» **TASK INSTRUCTIONS**: Of the lines listed below, return exactly those that run from the line containing "sample | [367, 435]" through the line containing "sample | [68, 149]", both included.

» **RECORDS FOR THE TASK**:
╔══
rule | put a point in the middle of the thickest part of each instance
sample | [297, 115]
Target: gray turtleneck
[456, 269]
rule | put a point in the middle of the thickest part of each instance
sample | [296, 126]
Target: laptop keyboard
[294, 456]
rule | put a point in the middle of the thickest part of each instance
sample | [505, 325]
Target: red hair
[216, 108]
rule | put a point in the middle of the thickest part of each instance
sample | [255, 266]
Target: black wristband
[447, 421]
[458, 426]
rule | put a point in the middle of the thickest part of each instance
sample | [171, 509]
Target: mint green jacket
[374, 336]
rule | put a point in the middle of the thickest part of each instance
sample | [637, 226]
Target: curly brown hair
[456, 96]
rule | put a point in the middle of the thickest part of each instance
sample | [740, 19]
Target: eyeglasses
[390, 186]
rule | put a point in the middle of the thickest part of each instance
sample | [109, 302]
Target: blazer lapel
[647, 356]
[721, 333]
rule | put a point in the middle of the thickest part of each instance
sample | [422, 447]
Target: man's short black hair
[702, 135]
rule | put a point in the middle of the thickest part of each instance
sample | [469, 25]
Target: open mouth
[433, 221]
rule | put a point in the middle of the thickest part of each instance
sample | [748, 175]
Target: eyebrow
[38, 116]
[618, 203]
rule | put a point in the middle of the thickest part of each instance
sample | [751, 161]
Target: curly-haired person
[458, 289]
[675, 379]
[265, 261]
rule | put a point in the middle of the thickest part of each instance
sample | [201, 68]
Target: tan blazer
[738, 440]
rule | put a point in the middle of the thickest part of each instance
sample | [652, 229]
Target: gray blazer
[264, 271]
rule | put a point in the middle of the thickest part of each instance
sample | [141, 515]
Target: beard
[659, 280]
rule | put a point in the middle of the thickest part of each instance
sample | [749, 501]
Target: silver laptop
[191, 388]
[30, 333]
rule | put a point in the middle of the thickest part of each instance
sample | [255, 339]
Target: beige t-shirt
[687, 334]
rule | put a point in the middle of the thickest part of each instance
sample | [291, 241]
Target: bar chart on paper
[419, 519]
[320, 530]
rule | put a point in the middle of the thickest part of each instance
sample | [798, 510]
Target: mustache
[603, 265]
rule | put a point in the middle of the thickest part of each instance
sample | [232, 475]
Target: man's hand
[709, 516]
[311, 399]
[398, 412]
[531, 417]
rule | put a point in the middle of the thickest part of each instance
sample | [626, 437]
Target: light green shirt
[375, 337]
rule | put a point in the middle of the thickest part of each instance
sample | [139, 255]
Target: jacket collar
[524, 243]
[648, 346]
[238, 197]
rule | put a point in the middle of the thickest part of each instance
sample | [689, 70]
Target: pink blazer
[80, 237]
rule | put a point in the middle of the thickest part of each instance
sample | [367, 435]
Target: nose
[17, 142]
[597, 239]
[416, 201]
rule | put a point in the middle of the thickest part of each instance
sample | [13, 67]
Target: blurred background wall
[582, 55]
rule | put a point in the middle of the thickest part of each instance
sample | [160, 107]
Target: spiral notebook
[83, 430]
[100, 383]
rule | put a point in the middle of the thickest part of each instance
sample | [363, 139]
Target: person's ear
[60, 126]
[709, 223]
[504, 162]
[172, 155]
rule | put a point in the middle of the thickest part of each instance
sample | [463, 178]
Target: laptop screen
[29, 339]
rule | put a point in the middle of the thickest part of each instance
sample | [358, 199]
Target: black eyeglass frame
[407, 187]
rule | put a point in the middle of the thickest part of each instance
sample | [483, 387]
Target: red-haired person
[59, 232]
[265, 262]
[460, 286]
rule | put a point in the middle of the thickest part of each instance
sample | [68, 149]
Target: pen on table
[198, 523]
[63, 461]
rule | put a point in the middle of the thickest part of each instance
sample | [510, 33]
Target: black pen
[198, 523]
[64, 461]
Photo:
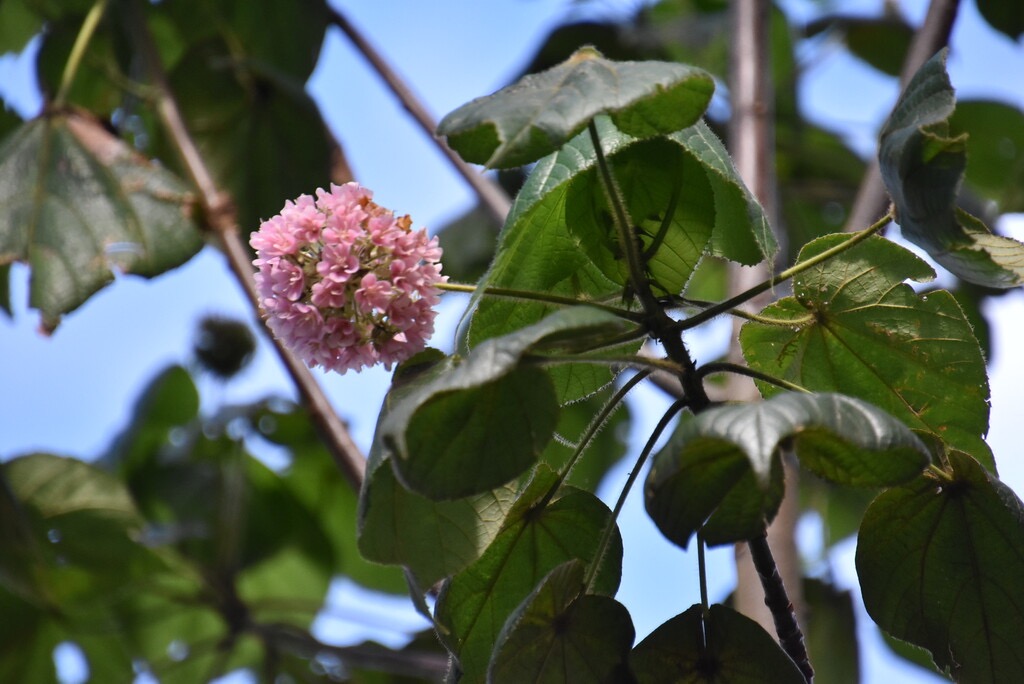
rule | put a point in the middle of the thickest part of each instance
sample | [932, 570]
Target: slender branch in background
[221, 218]
[752, 140]
[489, 194]
[932, 36]
[78, 51]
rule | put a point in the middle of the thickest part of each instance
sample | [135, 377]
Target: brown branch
[932, 36]
[759, 581]
[222, 220]
[491, 195]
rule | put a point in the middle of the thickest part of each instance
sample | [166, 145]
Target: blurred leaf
[940, 562]
[832, 634]
[29, 636]
[853, 326]
[167, 404]
[259, 132]
[720, 472]
[487, 420]
[537, 538]
[77, 533]
[687, 31]
[558, 630]
[98, 84]
[879, 41]
[923, 168]
[76, 203]
[17, 25]
[540, 113]
[727, 647]
[269, 35]
[317, 482]
[820, 175]
[1004, 15]
[995, 161]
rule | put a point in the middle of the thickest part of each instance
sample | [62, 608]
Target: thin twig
[790, 636]
[752, 142]
[221, 218]
[933, 35]
[491, 195]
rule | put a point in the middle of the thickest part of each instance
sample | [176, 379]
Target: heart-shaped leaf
[695, 480]
[487, 419]
[77, 203]
[537, 538]
[723, 647]
[432, 539]
[853, 327]
[559, 630]
[556, 241]
[923, 168]
[940, 563]
[540, 113]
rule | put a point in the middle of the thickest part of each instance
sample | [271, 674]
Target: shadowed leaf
[720, 473]
[559, 630]
[78, 204]
[940, 564]
[540, 113]
[923, 168]
[853, 327]
[725, 648]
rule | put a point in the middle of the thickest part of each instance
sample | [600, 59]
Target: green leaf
[741, 231]
[720, 472]
[77, 531]
[555, 240]
[879, 41]
[77, 203]
[489, 418]
[558, 630]
[605, 449]
[724, 648]
[314, 478]
[674, 219]
[832, 633]
[995, 162]
[17, 25]
[1005, 15]
[853, 327]
[940, 564]
[537, 538]
[540, 113]
[259, 132]
[397, 526]
[923, 168]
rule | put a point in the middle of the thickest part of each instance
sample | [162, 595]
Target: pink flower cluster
[344, 283]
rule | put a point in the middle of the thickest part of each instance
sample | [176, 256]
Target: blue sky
[69, 393]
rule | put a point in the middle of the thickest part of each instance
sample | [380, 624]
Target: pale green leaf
[540, 113]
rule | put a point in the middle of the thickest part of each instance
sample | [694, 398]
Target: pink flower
[344, 283]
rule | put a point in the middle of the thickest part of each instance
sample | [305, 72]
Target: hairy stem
[792, 271]
[933, 35]
[546, 297]
[609, 529]
[222, 220]
[790, 636]
[491, 195]
[726, 367]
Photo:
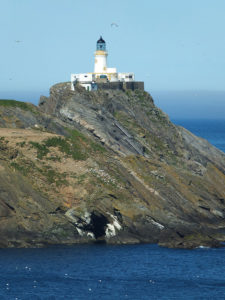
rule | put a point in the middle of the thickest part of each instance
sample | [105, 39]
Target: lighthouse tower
[100, 57]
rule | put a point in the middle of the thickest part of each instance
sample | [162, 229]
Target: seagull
[114, 24]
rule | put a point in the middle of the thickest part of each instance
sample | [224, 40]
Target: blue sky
[176, 47]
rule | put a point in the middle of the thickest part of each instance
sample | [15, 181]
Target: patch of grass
[42, 150]
[15, 103]
[69, 146]
[97, 147]
[20, 168]
[21, 144]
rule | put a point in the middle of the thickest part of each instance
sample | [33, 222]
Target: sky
[176, 47]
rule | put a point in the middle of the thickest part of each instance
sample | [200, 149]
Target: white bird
[114, 24]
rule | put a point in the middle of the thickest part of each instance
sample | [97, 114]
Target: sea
[118, 272]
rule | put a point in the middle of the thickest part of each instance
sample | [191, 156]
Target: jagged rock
[106, 166]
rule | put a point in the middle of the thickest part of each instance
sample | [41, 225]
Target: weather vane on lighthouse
[104, 75]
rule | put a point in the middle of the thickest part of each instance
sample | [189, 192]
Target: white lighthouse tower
[101, 74]
[100, 57]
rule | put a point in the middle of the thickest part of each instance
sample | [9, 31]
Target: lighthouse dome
[101, 44]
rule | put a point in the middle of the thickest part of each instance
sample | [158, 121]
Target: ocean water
[211, 130]
[112, 272]
[118, 272]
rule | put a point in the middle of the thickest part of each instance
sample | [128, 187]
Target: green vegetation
[76, 145]
[20, 104]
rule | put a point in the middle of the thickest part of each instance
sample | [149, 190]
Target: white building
[101, 72]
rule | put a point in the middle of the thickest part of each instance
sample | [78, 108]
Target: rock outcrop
[106, 166]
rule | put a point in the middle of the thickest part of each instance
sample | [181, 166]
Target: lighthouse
[104, 77]
[100, 57]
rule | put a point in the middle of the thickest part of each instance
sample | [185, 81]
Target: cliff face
[106, 166]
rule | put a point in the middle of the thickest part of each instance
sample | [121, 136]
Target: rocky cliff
[106, 166]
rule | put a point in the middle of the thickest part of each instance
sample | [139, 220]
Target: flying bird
[114, 24]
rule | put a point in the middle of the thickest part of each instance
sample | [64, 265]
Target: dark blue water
[112, 272]
[211, 130]
[118, 272]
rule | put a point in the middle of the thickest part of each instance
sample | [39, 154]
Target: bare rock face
[106, 166]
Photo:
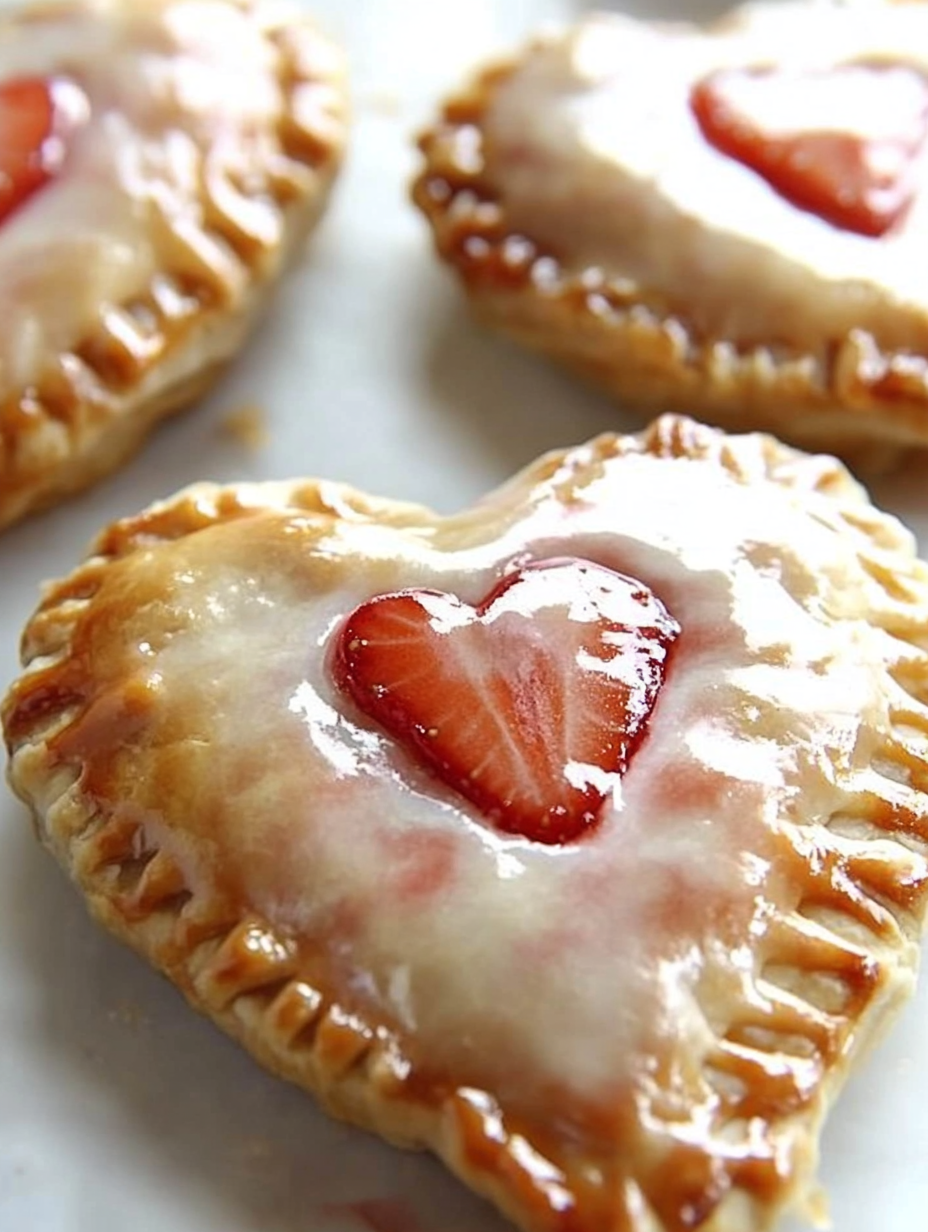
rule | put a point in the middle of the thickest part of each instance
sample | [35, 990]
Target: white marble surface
[121, 1110]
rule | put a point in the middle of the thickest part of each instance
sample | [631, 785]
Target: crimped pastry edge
[243, 975]
[849, 397]
[155, 355]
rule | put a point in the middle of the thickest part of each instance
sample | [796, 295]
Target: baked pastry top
[581, 837]
[724, 218]
[160, 160]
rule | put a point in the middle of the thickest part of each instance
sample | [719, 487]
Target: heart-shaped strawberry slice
[842, 143]
[36, 117]
[529, 705]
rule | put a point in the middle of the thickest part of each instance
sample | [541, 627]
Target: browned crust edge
[832, 970]
[849, 397]
[152, 356]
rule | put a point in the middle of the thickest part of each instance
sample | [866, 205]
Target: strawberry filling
[843, 144]
[531, 704]
[37, 115]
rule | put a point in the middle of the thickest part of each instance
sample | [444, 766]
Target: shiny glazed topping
[592, 147]
[526, 968]
[842, 143]
[529, 704]
[165, 81]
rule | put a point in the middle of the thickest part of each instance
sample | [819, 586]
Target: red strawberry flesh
[529, 704]
[843, 144]
[36, 118]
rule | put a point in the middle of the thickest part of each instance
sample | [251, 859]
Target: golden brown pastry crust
[147, 359]
[834, 966]
[847, 396]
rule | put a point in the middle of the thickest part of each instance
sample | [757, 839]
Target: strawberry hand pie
[730, 221]
[159, 163]
[581, 838]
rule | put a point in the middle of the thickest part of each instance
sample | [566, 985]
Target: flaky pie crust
[149, 357]
[833, 968]
[844, 394]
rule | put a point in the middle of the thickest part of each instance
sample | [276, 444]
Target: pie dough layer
[208, 137]
[588, 217]
[640, 1030]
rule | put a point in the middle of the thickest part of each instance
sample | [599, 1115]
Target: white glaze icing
[166, 80]
[510, 962]
[594, 150]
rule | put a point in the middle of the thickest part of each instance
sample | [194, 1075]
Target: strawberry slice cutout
[842, 144]
[529, 705]
[36, 115]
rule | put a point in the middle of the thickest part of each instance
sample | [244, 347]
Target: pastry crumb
[247, 426]
[128, 1014]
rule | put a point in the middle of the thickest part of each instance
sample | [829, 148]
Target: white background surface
[120, 1109]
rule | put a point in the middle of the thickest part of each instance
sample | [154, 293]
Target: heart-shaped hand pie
[616, 977]
[727, 221]
[530, 704]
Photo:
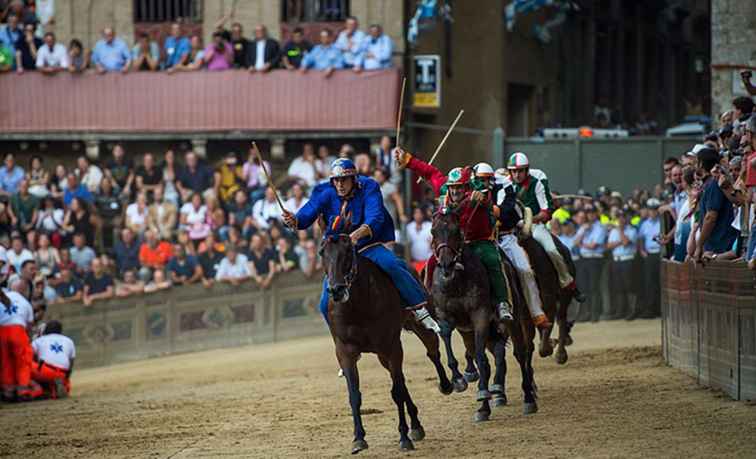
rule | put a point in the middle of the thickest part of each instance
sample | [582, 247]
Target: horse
[462, 301]
[360, 320]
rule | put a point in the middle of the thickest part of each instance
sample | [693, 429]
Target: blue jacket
[365, 205]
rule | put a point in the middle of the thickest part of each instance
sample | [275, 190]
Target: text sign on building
[427, 81]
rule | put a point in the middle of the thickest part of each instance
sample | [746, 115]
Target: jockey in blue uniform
[345, 194]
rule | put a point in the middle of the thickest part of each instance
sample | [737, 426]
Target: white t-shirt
[19, 312]
[55, 349]
[420, 240]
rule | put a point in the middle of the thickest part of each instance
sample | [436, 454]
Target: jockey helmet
[483, 170]
[518, 161]
[342, 167]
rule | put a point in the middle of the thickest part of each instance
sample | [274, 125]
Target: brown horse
[365, 314]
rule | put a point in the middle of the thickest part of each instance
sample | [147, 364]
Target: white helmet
[483, 170]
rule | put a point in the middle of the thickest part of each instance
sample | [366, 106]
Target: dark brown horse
[461, 296]
[365, 314]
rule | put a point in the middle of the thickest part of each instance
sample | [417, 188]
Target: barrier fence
[709, 324]
[191, 318]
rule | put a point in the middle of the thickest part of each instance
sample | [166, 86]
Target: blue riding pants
[410, 290]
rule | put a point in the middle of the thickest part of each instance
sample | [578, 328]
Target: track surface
[615, 397]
╚══
» **EXPECTED ANSWER**:
sample | [367, 435]
Target: nose
[17, 142]
[597, 239]
[416, 201]
rule | put a point in the middle of the thickest part of each instance
sample | [13, 67]
Target: blurred background wall
[582, 55]
rule | put a point in the middle of the thickest part of each instance
sample | [160, 107]
Target: spiral notebook
[83, 430]
[100, 383]
rule | put a point in the middle of the thickest part of each instance
sample | [363, 139]
Target: person's ear
[60, 126]
[709, 223]
[504, 162]
[172, 155]
rule | put a point in the middle of the thickest part of each instance
sample | [463, 178]
Target: laptop screen
[29, 339]
rule | put a point in the middle of the thickest part of each instance
sample | [358, 199]
Target: black eyeglass frame
[407, 187]
rule | put a point in the middle of the thickest part of each instance
sample | [483, 387]
Target: red-haired person
[59, 232]
[265, 262]
[460, 286]
rule | put a point in the middle of the thickest part of each instance
sample | [68, 149]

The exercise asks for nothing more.